Exercise set:
a: From the passage on signal recognition particles below, transcribe the stretch from "There have been" through "fungal host cells.".
b: List every molecular weight that the passage on signal recognition particles below gives for the SRP polypeptides.

The pathway followed by secreted proteins within the cell has been studied in prokaryotes, yeast and mammalian cells. A secreted protein must first be targeted to its destination, and then must be able to cross the target organelle membrane. In recent years a great deal has been learned about the process of targeting or translocation of proteins from the cytoplasm into the endoplasmic reticulum (ER). A secretory signal peptide in the primary amino acid sequence targets the protein for secretion. The translocation process of secretory proteins into the ER, begins on the ribosomes in the cytoplasm. Once the signal peptide is synthesized and emerges from the ribosome, a cytosolic factor, the signal recognition particle, or SRP, binds to the signal peptide and to the ribosome, causing translational arrest. The nascent peptide/SRP/ribosome complex is recognized by an SRP receptor (SRP docking protein) in the ER membrane and binds to it; the signal peptide is then displaced from the SRP, in steps requiring GTP hydrolysis. Protein synthesis then continues, and the nascent protein enters the ER (Walter and Lingappa, Ann. Rev. Cell Biol. 2: 499-516, 1986; Simon, Current Opinion in Cell Biology 5: 581-588, 1993).
The SRP is a ribonucleoprotein composed of a single RNA molecule (7S RNA) and 6 polypeptides identified by their molecular weights: 9 kDa, 14 kDa, 19 kDa, 54 kDa, 68 kDa, and 72 kDa (Walter and Blobel, Nature 299: 691-698, 1982; Siegel and Walter, J. Cell Biol. 100: 1913-1921, 1989). Genes coding for the 54 kDa subunit of SRP have been cloned from higher eukaryotes (murine and canine; Bernstein et al., Nature 340: 482-486, 1989; Romisch et al. Nature 340: 478-482, 1989, respectively), Saccharomyces cerevisiae and Schizosaccaromyces pombe (Hann et al. J. Cell Biol. 109: 3223-3230); and Arabidopsis thaliana (Lindstrom et al., Plant Molecular Biology 23: 1265-1272, 1993). Analysis of these genes has revealed that the protein consists of two functional domains. Using fine resolution cross linking for nascent secretory peptide chains to SRP, it has been demonstrated that the C-terminal half of the protein binds to the signal peptide (Kurzhchalia et al., Nature 320: 634-636, 1986; Krieg et al., Proc. Nat. Acad. Sci. 83: 8604-8606, 1986). This domain is referred to as the M-domain due to its high percentage of methionine residues. The N-terminal half of the protein has been identified as a GTP binding domain, based on amino acid homologies with consensus GTP binding motifs (Bernstein et al., Nature 340: 482-486, 1989; Romisch et al. Nature 340: 478-482, 1989).
There have been no previous studies on the SRPs of filamentous fungi. Filamentous fungi are now commonly used as host cells for expression of recombinant protein, and there is an ongoing search for means to enhance levels of secretion of a protein of interest. Isolation of the genes encoding crucial units of the secretory pathway will facilitate this process. To that end, the present invention provides a gene encoding an SRP subunit, and thus also provides a means of increasing heterologous protein secretion in filamentous fungal host cells.

Supplied data:
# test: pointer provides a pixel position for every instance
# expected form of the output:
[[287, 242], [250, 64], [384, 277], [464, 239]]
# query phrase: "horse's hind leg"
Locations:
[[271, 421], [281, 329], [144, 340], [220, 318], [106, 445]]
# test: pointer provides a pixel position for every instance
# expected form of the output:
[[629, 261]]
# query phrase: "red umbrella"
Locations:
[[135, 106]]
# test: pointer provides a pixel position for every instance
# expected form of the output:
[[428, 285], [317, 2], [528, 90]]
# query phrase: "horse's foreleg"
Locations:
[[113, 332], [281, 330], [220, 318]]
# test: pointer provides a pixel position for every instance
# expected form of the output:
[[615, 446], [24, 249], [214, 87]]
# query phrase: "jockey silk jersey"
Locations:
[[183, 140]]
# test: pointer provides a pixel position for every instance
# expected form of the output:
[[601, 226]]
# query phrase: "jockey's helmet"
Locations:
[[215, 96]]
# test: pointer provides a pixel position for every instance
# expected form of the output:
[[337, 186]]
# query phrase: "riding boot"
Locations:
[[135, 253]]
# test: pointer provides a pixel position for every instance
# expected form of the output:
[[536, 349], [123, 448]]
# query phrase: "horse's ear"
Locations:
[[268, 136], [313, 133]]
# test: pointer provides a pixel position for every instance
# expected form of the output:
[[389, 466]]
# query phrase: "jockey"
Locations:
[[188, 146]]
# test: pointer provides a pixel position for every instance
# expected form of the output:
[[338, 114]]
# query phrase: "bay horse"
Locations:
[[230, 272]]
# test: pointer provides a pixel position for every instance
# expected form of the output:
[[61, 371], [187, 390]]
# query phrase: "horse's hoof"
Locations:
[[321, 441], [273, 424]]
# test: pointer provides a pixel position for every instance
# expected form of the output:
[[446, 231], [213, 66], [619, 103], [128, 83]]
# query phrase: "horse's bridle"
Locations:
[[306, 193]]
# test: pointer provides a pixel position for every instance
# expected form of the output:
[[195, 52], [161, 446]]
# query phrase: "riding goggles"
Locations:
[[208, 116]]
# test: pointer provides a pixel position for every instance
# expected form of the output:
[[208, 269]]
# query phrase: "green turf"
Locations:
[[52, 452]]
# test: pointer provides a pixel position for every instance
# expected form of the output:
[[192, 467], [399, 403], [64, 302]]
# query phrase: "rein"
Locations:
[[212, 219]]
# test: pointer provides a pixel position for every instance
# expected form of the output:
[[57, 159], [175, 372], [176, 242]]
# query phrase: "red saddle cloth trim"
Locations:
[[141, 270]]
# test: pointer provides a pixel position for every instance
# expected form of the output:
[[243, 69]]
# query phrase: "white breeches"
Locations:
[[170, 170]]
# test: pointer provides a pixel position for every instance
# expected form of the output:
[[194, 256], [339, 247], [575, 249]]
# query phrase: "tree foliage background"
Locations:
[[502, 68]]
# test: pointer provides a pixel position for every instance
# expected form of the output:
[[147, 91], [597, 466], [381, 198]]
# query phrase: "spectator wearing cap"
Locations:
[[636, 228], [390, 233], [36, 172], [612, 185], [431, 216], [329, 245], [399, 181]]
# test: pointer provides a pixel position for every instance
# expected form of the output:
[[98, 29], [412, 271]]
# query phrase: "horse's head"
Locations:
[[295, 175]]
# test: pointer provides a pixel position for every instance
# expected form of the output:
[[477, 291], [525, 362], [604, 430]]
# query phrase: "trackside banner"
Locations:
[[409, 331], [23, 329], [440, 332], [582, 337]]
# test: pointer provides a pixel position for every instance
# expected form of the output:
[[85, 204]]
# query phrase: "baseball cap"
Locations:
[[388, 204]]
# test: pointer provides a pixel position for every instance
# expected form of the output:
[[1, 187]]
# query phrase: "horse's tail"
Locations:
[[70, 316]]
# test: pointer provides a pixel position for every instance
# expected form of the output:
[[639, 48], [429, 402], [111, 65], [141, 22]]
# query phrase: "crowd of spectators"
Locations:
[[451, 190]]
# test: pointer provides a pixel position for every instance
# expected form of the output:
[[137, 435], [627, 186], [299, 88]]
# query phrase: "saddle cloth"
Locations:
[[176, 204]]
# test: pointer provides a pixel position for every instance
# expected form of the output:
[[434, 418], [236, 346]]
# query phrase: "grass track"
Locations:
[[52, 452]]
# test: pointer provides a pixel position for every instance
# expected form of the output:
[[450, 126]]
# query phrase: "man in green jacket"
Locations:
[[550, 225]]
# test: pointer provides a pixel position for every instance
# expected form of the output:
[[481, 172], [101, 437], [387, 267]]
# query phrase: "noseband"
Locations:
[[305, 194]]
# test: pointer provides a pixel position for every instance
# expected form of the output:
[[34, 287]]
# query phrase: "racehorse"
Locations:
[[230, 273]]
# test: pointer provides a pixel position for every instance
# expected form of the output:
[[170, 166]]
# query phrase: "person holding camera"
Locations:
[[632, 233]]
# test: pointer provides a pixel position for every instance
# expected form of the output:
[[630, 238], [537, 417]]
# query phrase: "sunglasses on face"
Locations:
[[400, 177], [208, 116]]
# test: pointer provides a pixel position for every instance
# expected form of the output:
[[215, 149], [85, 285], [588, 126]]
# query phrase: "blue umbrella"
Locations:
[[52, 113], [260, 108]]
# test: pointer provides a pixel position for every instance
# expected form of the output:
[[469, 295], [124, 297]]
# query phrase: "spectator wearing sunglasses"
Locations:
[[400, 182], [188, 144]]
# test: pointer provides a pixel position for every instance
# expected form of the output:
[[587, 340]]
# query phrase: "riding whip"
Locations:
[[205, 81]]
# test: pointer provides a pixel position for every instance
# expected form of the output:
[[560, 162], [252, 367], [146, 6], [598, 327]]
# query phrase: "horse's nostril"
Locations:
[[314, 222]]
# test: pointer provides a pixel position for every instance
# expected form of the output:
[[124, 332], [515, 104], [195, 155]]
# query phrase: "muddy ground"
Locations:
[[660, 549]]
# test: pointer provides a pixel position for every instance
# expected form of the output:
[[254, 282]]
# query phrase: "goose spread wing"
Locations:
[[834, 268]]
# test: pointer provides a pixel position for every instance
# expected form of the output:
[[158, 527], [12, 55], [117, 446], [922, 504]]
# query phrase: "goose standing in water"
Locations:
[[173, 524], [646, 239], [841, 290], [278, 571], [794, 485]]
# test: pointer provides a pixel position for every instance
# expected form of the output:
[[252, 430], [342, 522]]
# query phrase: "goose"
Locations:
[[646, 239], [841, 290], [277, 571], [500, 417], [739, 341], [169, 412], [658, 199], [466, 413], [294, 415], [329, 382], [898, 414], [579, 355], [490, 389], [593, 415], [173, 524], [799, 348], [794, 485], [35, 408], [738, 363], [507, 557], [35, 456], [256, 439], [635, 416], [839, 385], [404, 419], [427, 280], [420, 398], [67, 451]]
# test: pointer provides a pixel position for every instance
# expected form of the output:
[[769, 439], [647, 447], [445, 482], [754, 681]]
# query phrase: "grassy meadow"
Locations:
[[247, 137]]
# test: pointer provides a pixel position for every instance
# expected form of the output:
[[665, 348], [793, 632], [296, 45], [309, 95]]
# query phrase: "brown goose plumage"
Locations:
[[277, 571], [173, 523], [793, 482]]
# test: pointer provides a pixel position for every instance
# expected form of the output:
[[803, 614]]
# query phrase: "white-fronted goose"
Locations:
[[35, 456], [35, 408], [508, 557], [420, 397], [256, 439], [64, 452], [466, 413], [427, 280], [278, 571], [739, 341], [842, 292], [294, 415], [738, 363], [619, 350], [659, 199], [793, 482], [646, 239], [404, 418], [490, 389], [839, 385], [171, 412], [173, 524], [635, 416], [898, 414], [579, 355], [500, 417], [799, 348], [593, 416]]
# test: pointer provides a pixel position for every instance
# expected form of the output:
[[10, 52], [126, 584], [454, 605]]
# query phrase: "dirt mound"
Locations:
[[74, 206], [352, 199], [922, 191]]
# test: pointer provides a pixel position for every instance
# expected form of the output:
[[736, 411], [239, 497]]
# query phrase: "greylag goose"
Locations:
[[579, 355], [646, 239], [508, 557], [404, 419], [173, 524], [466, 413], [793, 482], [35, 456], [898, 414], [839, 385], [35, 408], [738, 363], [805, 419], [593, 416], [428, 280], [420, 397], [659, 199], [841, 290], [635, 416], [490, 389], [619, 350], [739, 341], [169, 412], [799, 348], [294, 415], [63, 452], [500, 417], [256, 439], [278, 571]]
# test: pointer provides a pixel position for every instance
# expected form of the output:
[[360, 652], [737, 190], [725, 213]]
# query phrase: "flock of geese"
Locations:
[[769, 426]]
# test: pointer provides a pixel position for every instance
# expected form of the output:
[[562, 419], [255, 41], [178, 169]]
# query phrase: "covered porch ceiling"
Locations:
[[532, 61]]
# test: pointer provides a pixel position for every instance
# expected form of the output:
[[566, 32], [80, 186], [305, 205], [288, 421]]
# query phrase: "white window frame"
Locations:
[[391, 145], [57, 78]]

Solutions to the exercise:
a:
There have been no previous studies on the SRPs of filamentous fungi. Filamentous fungi are now commonly used as host cells for expression of recombinant protein, and there is an ongoing search for means to enhance levels of secretion of a protein of interest. Isolation of the genes encoding crucial units of the secretory pathway will facilitate this process. To that end, the present invention provides a gene encoding an SRP subunit, and thus also provides a means of increasing heterologous protein secretion in filamentous fungal host cells.

b: 9 kDa, 14 kDa, 19 kDa, 54 kDa, 68 kDa, 72 kDa